Problem details:
Copy each line of the material below that includes the string "foot".

Exercise data:
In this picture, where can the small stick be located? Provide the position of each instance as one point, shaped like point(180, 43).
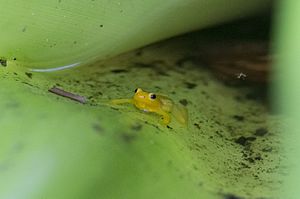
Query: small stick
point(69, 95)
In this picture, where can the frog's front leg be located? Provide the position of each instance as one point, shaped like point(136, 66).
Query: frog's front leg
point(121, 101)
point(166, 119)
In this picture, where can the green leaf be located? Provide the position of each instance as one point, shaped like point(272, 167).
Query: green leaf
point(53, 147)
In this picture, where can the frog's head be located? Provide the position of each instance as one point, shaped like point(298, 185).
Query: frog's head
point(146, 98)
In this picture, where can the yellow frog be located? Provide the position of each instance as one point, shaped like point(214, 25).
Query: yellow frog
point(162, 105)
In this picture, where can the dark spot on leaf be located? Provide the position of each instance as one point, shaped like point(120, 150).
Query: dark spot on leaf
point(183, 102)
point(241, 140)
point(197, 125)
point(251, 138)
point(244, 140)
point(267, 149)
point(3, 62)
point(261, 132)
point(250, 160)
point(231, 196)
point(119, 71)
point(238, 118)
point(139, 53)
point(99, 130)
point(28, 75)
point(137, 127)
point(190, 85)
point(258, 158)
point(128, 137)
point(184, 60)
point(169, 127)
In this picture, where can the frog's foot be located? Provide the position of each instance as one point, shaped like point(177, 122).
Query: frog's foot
---
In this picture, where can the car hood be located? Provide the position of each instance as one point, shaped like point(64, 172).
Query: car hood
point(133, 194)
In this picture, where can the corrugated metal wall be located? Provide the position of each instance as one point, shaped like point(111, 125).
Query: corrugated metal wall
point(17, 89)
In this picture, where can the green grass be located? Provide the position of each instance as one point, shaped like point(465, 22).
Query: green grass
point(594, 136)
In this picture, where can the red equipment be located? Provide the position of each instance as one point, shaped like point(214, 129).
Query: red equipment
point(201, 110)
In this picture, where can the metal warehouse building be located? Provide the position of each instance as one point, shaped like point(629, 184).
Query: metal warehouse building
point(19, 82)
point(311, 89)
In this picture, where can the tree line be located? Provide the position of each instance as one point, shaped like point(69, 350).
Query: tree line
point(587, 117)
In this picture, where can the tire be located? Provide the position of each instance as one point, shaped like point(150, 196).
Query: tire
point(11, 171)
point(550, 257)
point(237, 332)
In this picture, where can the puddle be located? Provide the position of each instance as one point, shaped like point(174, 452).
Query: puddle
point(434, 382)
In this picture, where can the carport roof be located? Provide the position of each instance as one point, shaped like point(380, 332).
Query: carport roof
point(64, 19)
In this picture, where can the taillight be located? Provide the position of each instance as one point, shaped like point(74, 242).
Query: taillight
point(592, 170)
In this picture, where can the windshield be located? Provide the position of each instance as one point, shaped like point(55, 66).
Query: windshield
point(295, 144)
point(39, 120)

Response to the exercise:
In this picture, where can the frog's foot be located? Provide the position of each instance as one point, shaped like point(177, 122).
Query: frog's foot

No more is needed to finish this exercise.